Supplied records -

__________________________________________________

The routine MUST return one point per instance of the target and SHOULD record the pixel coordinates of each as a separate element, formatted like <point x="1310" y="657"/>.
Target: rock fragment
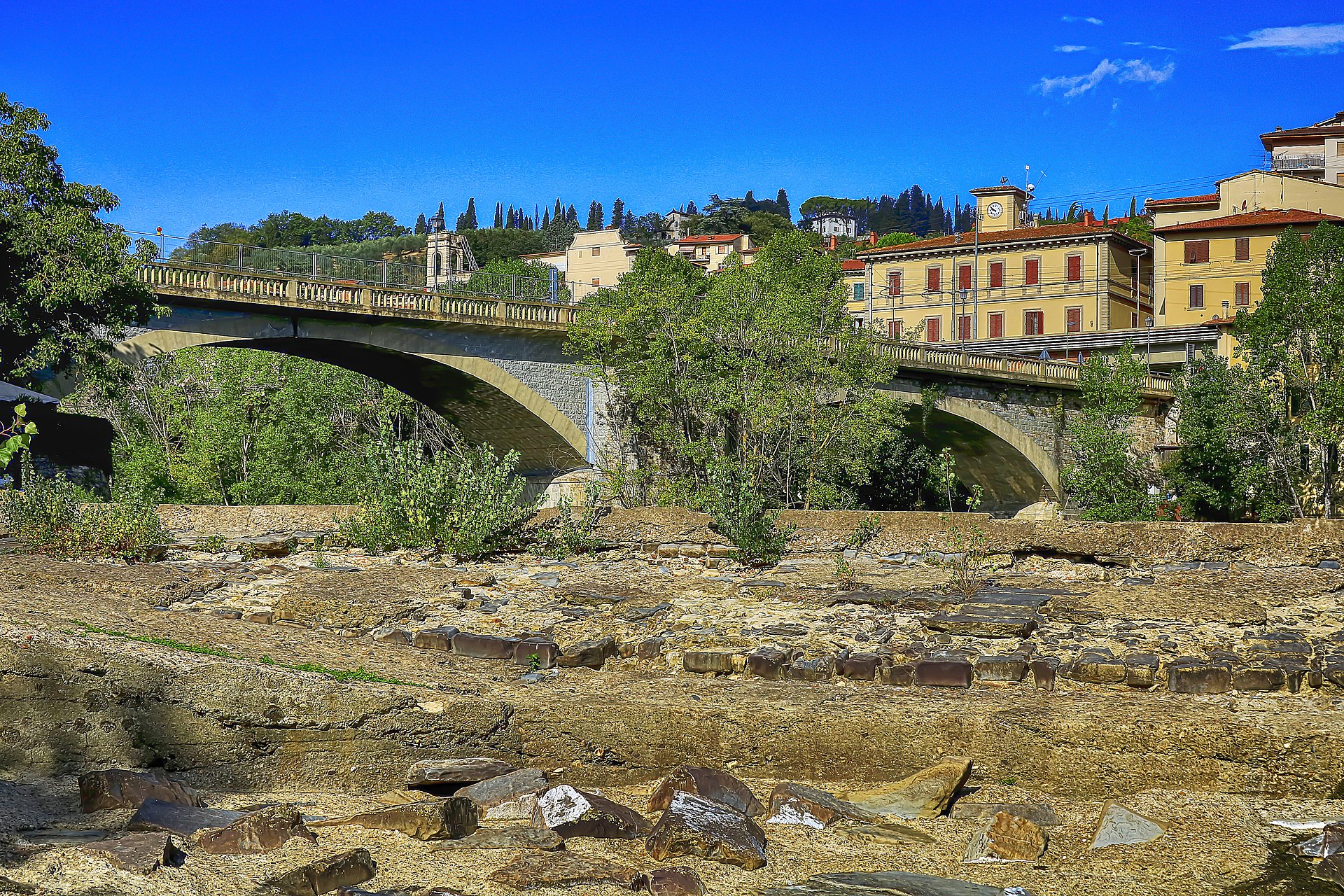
<point x="258" y="832"/>
<point x="696" y="827"/>
<point x="121" y="789"/>
<point x="924" y="794"/>
<point x="574" y="813"/>
<point x="1007" y="837"/>
<point x="710" y="783"/>
<point x="802" y="805"/>
<point x="561" y="869"/>
<point x="447" y="818"/>
<point x="326" y="875"/>
<point x="510" y="797"/>
<point x="139" y="853"/>
<point x="1120" y="825"/>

__________________________________________________

Exercise -
Reproduce all of the material above, substituting "stone chip" for "rock fragment" and leaving everything else unchanged. Omit the pictures.

Solution below -
The routine MUST return one point per instance of the target and SHOULD record the pixel coordinates of each as a separate element, formatted like <point x="1310" y="657"/>.
Target: stone chip
<point x="258" y="832"/>
<point x="696" y="827"/>
<point x="121" y="789"/>
<point x="924" y="794"/>
<point x="574" y="813"/>
<point x="1007" y="837"/>
<point x="710" y="783"/>
<point x="802" y="805"/>
<point x="561" y="869"/>
<point x="447" y="818"/>
<point x="326" y="875"/>
<point x="510" y="797"/>
<point x="139" y="853"/>
<point x="1120" y="825"/>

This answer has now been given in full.